### To do:
A - In the case summary of United States v. Ped, which judge wrote the decision?
B - Please reproduce the part of the Ped case summary between "United States v." and "District of California.", inclusive.
C - Continue the Ped case summary, starting after its last sentence.

### Passage to read:
Case o' The Week: Miller Sure of Ped-i-Cure - Ped, Conditions of Supervised Release, and Limitations of Appellate Review
The Honorable Judge Eric Miller |
Ninth nixes appellate fixes.
United States v. Ped, 2019 WL 6042813 (9th Cir. Nov. 15, 2019), decision
available here.
Players: Decision
by Judge Eric Miller, joined by Judges Owens and Ryan D. Nelson.
Supervised release win
for AFPD Gia Kim, Central District of California.
Facts: After
a parole search for his brother produced guns at his house, felon Ped plead guilty,
with a conditional plea agreement. The agreement allowed Ped to challenge the
denial of a motion to suppress. Id. at *2.
The district court imposed (old) standard conditions of supervised release:
1) that Ped “support his . . . . dependents and meet other family
responsibilities,” that he 2) “work regularly at a lawful occupation,” and 3)
that he “notify third parties of risks that may be occasioned by [his] criminal
record or personal history or characteristics.” Id. at *4.

### Given information:
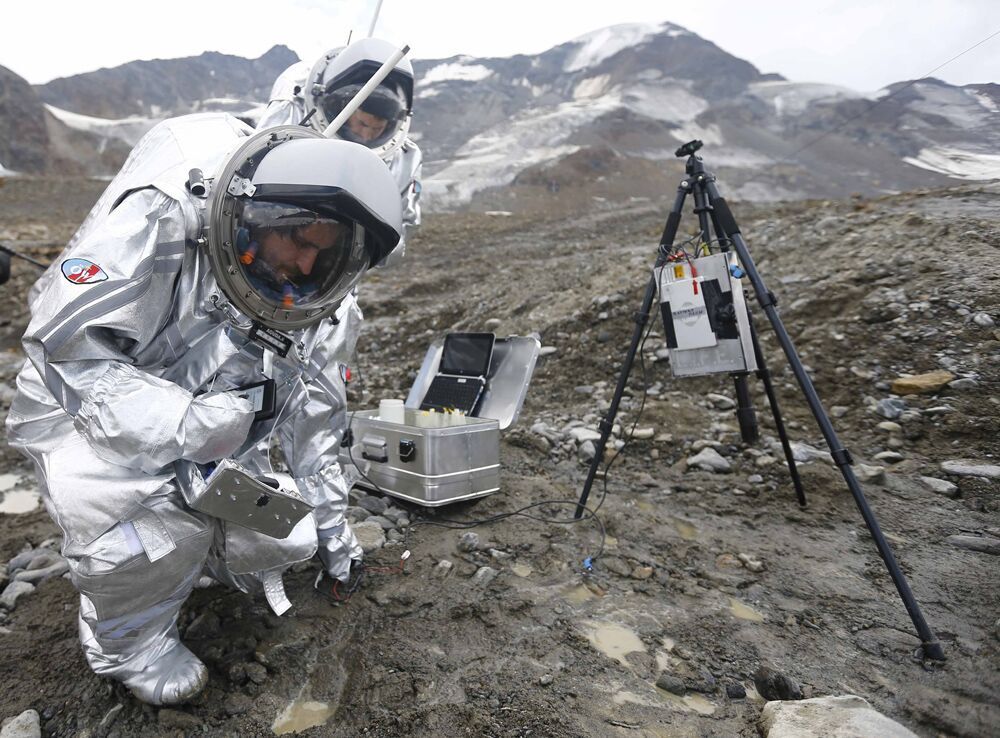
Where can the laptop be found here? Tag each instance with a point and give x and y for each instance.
(461, 377)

### Results of the tasks:
A - Judge Eric Miller

B -
United States v. Ped, 2019 WL 6042813 (9th Cir. Nov. 15, 2019), decision
available here.
Players: Decision
by Judge Eric Miller, joined by Judges Owens and Ryan D. Nelson.
Supervised release win
for AFPD Gia Kim, Central District of California.

C -
In United States v. Evans, 883 F.3d 1154 (9th Cir. 2018), the
Ninth had held that these conditions were unconstitutionally vague. Id.
Ped asked these conditions be corrected on appeal.
Issue(s): The
government declined to assert the appeal waiver, and agreed that the conditions
were unconstitutional. On appeal, “the government suggested that we rewrite the
conditions and affirm the judgment as modified.” Id. at *4.
Held: “Upon further consideration, the government changed its
position and argued that a remand is appropriate. We agree.” Id.
Of Note: The key aspect of the supervised release beef in Ped
is not whether the conditions of supervised release are constitutional: they aren’t.
Instead, Judge Miller spills a
fair amount of ink explaining why the appellate court cannot cobble together a
fix, and instead must vacate the contested conditions and remand for
resentencing. Id. at *5.
Judge Miller is a new Ninthjurist, and Ped may offer an interesting insight into his views of the
limited roles of an appellate court. That worked well for the defense here – but
we may be less keen on this district-court deference when we’re attacking a decision
under an “abuse of discretion” standard.
How to Use:
Ped won this S/R battle, but lost the parole-search war at the heart of this
case. Id. at *1.
The cops in this case learned that Ped’s brother, who
was on “post-release community supervision” (like parole), lived in a house
where Ped also resided. Id. at *1. Three months later (and after
the Probation Officer was given a new and updated address for the brother)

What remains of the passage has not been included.